[START Supplied records]

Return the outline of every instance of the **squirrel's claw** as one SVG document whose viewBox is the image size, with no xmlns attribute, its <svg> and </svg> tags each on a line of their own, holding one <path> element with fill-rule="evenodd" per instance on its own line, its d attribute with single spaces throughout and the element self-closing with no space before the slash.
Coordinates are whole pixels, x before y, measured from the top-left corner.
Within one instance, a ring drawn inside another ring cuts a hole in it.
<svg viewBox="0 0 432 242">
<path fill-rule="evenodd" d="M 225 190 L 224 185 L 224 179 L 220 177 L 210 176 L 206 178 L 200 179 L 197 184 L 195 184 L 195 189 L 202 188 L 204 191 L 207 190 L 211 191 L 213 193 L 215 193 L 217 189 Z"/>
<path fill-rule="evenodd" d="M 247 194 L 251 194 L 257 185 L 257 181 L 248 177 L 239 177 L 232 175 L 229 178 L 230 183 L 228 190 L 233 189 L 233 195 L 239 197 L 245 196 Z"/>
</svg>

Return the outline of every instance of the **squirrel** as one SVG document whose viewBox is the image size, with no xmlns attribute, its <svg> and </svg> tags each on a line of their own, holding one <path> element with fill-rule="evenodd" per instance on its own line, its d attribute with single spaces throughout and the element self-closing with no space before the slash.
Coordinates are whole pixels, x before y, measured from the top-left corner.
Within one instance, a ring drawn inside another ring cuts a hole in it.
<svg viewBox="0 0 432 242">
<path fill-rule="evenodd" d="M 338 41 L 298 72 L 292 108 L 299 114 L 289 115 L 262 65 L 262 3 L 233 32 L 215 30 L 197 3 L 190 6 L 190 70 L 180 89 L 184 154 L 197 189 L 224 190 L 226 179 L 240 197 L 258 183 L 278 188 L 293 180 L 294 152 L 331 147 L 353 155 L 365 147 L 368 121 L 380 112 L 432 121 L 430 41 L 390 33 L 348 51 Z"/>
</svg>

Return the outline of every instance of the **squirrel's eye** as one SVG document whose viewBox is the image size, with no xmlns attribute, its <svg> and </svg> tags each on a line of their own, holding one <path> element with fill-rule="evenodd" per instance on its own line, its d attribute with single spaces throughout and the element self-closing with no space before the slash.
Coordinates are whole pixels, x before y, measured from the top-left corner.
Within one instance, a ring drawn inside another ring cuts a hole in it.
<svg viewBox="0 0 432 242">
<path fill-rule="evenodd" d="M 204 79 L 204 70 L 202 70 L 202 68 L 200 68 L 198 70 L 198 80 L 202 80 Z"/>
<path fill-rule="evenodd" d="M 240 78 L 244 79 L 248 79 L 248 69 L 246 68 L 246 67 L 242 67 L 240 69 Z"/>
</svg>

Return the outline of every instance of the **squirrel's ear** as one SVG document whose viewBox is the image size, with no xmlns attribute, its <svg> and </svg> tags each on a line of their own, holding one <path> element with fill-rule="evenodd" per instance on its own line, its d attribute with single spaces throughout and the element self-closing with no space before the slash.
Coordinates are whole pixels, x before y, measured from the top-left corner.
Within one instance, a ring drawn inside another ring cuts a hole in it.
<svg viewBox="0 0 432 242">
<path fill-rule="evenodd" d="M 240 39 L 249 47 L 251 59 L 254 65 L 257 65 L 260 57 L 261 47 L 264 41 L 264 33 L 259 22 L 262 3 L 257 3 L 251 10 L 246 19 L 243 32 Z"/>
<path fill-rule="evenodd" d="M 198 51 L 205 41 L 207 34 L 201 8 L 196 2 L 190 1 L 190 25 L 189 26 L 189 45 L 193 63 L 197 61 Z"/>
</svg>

[END Supplied records]
[START Supplied records]

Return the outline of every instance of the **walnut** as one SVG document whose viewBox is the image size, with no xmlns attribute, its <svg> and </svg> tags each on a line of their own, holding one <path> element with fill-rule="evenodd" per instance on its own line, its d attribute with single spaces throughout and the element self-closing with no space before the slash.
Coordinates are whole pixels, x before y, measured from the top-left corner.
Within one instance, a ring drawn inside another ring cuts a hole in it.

[END Supplied records]

Copy out everything from the line containing "Return the outline of every instance of the **squirrel's claw**" down to the line containing "225 190 L 224", both included, without changing anything.

Return the outline of every instance of the **squirrel's claw** as one SVG document whose viewBox is the image size, with no xmlns attribute, its <svg> and </svg> tags each on a line of their own, holding one <path> element with fill-rule="evenodd" per instance on its own line, its d attribute with single spaces throughout and the element self-closing with no space before the slash.
Coordinates are whole pixels, x before y, measured from the top-left corner.
Within one instance, a ring drawn inside another ring cuts a hole in it.
<svg viewBox="0 0 432 242">
<path fill-rule="evenodd" d="M 225 190 L 224 185 L 224 179 L 220 177 L 210 176 L 206 178 L 200 179 L 197 184 L 195 184 L 195 189 L 202 188 L 204 191 L 207 190 L 211 191 L 213 193 L 215 193 L 217 189 Z"/>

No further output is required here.